==== EXTRACTED RECORDS

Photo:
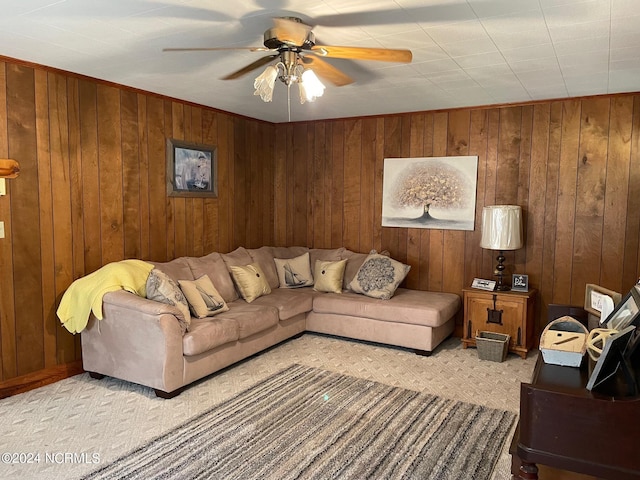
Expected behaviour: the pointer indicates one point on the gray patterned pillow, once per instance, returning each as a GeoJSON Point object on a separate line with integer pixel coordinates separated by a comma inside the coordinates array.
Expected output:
{"type": "Point", "coordinates": [161, 288]}
{"type": "Point", "coordinates": [379, 276]}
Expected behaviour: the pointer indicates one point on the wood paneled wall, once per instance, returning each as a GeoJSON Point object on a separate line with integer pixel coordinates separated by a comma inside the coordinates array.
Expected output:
{"type": "Point", "coordinates": [92, 190]}
{"type": "Point", "coordinates": [573, 166]}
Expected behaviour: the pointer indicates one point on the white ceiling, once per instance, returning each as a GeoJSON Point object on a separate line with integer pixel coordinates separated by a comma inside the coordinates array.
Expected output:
{"type": "Point", "coordinates": [465, 53]}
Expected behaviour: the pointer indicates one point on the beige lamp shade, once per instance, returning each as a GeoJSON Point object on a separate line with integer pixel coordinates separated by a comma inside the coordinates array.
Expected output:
{"type": "Point", "coordinates": [501, 227]}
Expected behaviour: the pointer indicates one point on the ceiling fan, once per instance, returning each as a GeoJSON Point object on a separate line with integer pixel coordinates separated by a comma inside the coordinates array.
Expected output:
{"type": "Point", "coordinates": [292, 45]}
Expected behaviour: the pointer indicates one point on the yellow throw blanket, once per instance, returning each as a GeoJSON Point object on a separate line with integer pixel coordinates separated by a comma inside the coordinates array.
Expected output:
{"type": "Point", "coordinates": [85, 294]}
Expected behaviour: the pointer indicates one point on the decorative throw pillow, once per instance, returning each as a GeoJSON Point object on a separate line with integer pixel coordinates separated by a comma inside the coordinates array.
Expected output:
{"type": "Point", "coordinates": [379, 276]}
{"type": "Point", "coordinates": [294, 272]}
{"type": "Point", "coordinates": [250, 280]}
{"type": "Point", "coordinates": [203, 298]}
{"type": "Point", "coordinates": [329, 275]}
{"type": "Point", "coordinates": [161, 288]}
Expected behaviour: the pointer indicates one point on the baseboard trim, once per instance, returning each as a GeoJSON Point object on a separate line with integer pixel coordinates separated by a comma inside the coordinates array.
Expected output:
{"type": "Point", "coordinates": [40, 378]}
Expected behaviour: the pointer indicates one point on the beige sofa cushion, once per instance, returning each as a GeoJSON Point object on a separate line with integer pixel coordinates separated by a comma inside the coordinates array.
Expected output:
{"type": "Point", "coordinates": [406, 306]}
{"type": "Point", "coordinates": [204, 300]}
{"type": "Point", "coordinates": [328, 276]}
{"type": "Point", "coordinates": [177, 269]}
{"type": "Point", "coordinates": [288, 252]}
{"type": "Point", "coordinates": [208, 333]}
{"type": "Point", "coordinates": [325, 254]}
{"type": "Point", "coordinates": [215, 268]}
{"type": "Point", "coordinates": [240, 256]}
{"type": "Point", "coordinates": [251, 318]}
{"type": "Point", "coordinates": [294, 272]}
{"type": "Point", "coordinates": [250, 280]}
{"type": "Point", "coordinates": [289, 302]}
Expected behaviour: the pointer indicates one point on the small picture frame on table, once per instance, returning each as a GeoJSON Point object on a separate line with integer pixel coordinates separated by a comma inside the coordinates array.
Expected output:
{"type": "Point", "coordinates": [519, 282]}
{"type": "Point", "coordinates": [482, 284]}
{"type": "Point", "coordinates": [626, 313]}
{"type": "Point", "coordinates": [191, 169]}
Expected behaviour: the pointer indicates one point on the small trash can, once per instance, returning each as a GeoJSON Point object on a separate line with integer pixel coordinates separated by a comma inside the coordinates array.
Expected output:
{"type": "Point", "coordinates": [492, 346]}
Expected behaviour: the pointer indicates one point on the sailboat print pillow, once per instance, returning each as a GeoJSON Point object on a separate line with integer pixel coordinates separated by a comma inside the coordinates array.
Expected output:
{"type": "Point", "coordinates": [294, 272]}
{"type": "Point", "coordinates": [204, 300]}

========

WHAT YOU SHOULD DO: Reproduce the listing from the line holding "on the sailboat" through the end of the listing, inclusive, and increase every pixel coordinate in the answer points by 144 while keeping all other lines as they are.

RESPONSE TO THIS EXERCISE:
Expected behaviour: the pointer indicates one point on the sailboat print pillow, once per instance, returning each as a GeoJSON Point object on a separate line with integer pixel coordinates separated by a comma inside the coordinates array.
Expected output:
{"type": "Point", "coordinates": [438, 416]}
{"type": "Point", "coordinates": [348, 444]}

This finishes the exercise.